The expected output is the line with "like point(192, 314)" followed by every remaining line of the entries, all repeated exactly.

[[ Material for the task, beginning ]]

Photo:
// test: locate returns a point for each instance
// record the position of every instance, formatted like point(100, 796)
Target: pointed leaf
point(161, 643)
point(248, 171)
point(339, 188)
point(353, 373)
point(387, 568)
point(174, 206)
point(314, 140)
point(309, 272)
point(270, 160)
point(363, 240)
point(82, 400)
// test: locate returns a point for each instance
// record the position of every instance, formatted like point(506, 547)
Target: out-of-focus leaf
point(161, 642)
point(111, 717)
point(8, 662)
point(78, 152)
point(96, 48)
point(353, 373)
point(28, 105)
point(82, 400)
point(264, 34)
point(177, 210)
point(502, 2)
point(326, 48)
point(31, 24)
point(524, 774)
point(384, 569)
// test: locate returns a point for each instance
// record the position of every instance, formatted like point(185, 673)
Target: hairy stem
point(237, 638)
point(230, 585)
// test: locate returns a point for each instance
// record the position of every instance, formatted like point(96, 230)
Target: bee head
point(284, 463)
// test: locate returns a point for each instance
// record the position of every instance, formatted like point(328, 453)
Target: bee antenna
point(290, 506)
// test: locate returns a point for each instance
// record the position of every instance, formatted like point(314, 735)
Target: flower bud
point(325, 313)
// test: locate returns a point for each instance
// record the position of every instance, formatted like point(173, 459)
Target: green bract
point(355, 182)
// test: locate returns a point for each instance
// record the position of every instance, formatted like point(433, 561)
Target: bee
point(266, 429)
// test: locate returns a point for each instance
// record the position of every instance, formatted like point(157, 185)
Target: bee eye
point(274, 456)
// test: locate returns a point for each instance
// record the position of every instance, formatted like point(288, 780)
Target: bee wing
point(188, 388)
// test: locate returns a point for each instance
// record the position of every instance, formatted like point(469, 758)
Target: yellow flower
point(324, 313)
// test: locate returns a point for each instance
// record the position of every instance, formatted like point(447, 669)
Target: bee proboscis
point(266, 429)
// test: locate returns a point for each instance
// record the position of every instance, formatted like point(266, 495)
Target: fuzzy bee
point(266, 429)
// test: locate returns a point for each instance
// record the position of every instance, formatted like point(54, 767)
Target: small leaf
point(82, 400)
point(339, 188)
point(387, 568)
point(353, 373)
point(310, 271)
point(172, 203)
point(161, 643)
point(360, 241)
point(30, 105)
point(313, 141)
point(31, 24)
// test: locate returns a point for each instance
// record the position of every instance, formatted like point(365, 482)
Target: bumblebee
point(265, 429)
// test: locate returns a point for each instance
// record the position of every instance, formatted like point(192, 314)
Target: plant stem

[[ Material for the task, end ]]

- [Response to the task]:
// record the position of every instance, formatted like point(192, 314)
Target: plant stem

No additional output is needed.